What to work on:
Strip the pictures and reproduce the rest of the listing exactly.

Material shown:
══════

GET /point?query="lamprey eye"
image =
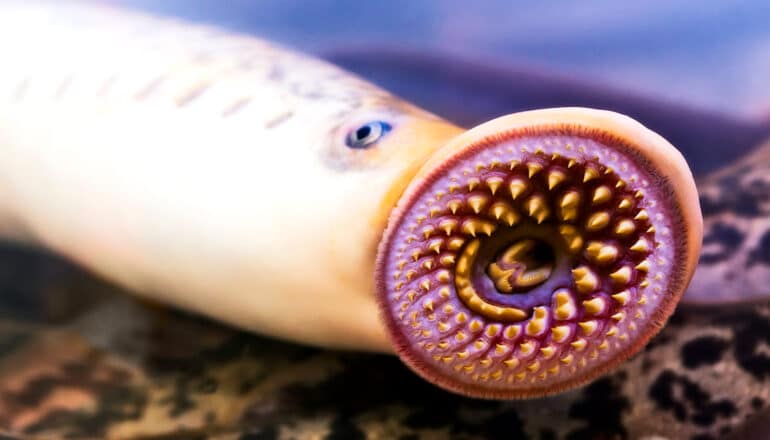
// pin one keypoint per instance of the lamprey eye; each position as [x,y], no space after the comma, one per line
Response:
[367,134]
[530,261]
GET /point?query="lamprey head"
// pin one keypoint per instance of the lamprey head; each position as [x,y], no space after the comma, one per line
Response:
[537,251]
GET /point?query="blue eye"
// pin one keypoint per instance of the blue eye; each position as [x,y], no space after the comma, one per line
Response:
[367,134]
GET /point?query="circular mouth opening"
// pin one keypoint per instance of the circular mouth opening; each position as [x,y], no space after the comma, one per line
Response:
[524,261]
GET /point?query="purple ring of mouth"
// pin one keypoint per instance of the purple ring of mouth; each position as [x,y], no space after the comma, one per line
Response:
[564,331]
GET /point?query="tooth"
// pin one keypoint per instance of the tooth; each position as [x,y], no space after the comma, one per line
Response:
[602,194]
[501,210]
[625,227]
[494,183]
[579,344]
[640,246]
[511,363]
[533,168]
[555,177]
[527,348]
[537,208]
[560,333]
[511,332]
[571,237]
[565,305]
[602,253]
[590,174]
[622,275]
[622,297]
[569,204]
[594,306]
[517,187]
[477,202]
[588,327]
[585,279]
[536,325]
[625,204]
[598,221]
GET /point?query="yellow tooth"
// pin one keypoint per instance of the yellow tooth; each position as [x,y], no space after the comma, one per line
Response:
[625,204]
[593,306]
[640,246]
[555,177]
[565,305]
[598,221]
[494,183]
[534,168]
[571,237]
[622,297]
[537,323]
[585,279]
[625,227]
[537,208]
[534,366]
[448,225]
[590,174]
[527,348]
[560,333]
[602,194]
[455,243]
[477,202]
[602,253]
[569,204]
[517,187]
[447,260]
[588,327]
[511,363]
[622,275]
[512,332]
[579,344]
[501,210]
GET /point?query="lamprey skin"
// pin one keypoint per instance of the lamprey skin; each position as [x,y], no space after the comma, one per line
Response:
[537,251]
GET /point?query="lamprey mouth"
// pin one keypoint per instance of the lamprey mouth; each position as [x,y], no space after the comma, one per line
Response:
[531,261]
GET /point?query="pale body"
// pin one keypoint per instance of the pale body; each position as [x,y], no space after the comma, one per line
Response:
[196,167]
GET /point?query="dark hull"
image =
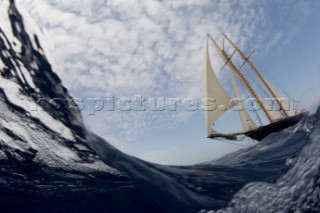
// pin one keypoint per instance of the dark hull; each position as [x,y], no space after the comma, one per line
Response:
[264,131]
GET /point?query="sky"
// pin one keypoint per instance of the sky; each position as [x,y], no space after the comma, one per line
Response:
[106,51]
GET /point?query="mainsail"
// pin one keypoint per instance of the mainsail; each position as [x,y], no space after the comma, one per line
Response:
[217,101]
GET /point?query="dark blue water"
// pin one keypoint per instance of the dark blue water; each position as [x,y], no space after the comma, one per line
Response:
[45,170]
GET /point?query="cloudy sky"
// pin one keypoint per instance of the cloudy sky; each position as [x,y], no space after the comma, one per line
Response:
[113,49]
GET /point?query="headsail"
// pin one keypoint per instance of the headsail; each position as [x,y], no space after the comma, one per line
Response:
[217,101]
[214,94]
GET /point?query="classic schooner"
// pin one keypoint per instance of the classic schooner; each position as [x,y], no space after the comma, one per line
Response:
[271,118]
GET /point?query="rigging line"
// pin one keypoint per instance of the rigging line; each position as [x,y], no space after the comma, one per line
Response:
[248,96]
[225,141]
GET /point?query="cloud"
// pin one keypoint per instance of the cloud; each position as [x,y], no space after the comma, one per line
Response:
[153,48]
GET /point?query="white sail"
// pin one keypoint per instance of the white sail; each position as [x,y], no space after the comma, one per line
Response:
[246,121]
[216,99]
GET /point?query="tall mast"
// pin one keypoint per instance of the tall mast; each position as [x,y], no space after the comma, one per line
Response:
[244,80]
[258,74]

══════

Answer box:
GET /point?query="lamprey eye"
image =
// pin one keypoint per instance of the lamprey eye; each position as [x,y], no space after the comma, one per line
Response:
[367,134]
[530,261]
GET /point?query="lamprey head"
// pin one keypoint per instance of the lamprey head; each position as [x,y], no space after the comma, one per line
Response:
[537,251]
GET /point?query="blue eye"
// pin one keypoint per instance of the blue eye; each position as [x,y], no space after the comma, one per line
Response:
[367,134]
GET /point?query="circular mouth opening"
// pin one keypoint per instance of the circular mouth opening; each position as [x,y], no space after the comma, one per line
Response:
[524,261]
GET /point?query="purple ring of mouth"
// pin one keypoint per instance of the purple ring of mouth; each position as [x,y], no space after the comma, one per line
Response:
[564,331]
GET /point?query="tooth"
// pin one keypoint per instance of the tooth; each position as [x,y], no space after the comma, one per line
Response:
[602,194]
[501,210]
[625,227]
[494,183]
[579,344]
[640,246]
[511,363]
[533,168]
[555,177]
[527,348]
[537,208]
[560,333]
[511,332]
[571,237]
[565,305]
[602,253]
[590,174]
[622,275]
[622,297]
[569,204]
[594,306]
[517,187]
[477,202]
[588,327]
[585,279]
[536,325]
[625,204]
[598,221]
GET /point?query="yellow tooth"
// pin one keypoint per instance of the yellow tooth; each position as [x,y], no space after the comma, one per line
Response:
[625,204]
[593,306]
[640,246]
[555,177]
[565,305]
[598,221]
[494,183]
[534,168]
[571,237]
[622,297]
[537,323]
[585,279]
[625,227]
[537,208]
[534,366]
[448,225]
[590,174]
[527,348]
[560,333]
[602,194]
[455,243]
[477,202]
[602,253]
[569,204]
[517,187]
[447,260]
[588,327]
[511,363]
[622,275]
[512,332]
[579,344]
[501,210]
GET /point?query="lamprey skin"
// pin one keypoint per instance of the lamprey skin; each position as [x,y], no space after the comma, one per line
Response:
[537,251]
GET /point?query="lamprey mouth"
// pin one keypoint per instance of the lamprey mouth; each position as [x,y], no space after the comma, one per line
Response:
[531,261]
GET /point?query="pale body"
// pin one keypoint per instance of the pale body; each position as [x,y], no space after the comma, one per line
Response:
[196,167]
GET /point?query="dark hull"
image =
// pin one keypoint per instance of the dark hull; each position as [x,y], no space after the comma, one per line
Response:
[264,131]
GET /point?query="sky"
// pin one keypoint per instance of the sky; each position as [x,y], no space after the comma, one per line
Response:
[106,51]
GET /point?query="mainsail"
// pin one keypoint per instance of the mainsail; each position as [x,y], no space after the comma, one per line
Response:
[217,101]
GET /point?query="dark blue water"
// pin one keypoint per instance of the dark blue water; each position as [x,y], no space after the comma, one per line
Response:
[45,170]
GET /point?query="cloudy sky"
// pin one keypoint per instance of the cloudy sky; each position as [x,y], no space after the comma, one per line
Response:
[113,49]
GET /point?query="headsail"
// pin one keypoint per instance of the headsail; each position as [x,y], no space after the comma, one per line
Response:
[217,101]
[214,94]
GET /point?query="classic schooner"
// pin one keypoint per instance of the classic schooner; each position as [x,y], no space after the comma, one per line
Response:
[271,118]
GET /point?query="rigging line"
// pin one keypoint per instance of the rigging line; each position as [x,y], no space after the comma, one per line
Response:
[248,96]
[225,141]
GET /point?query="cloud"
// pin one keypoint per instance of the cloud; each position as [x,y], no space after the comma, one per line
Response:
[153,48]
GET /point?query="white sail"
// pin one keypoint per instance of the white sail; each position as [x,y], no space after the comma, one per line
Response:
[246,121]
[216,99]
GET /point?query="tall mast"
// pin one keypoint per instance of the tall mast; each position as [x,y], no space after the comma, one per line
Response:
[244,80]
[258,74]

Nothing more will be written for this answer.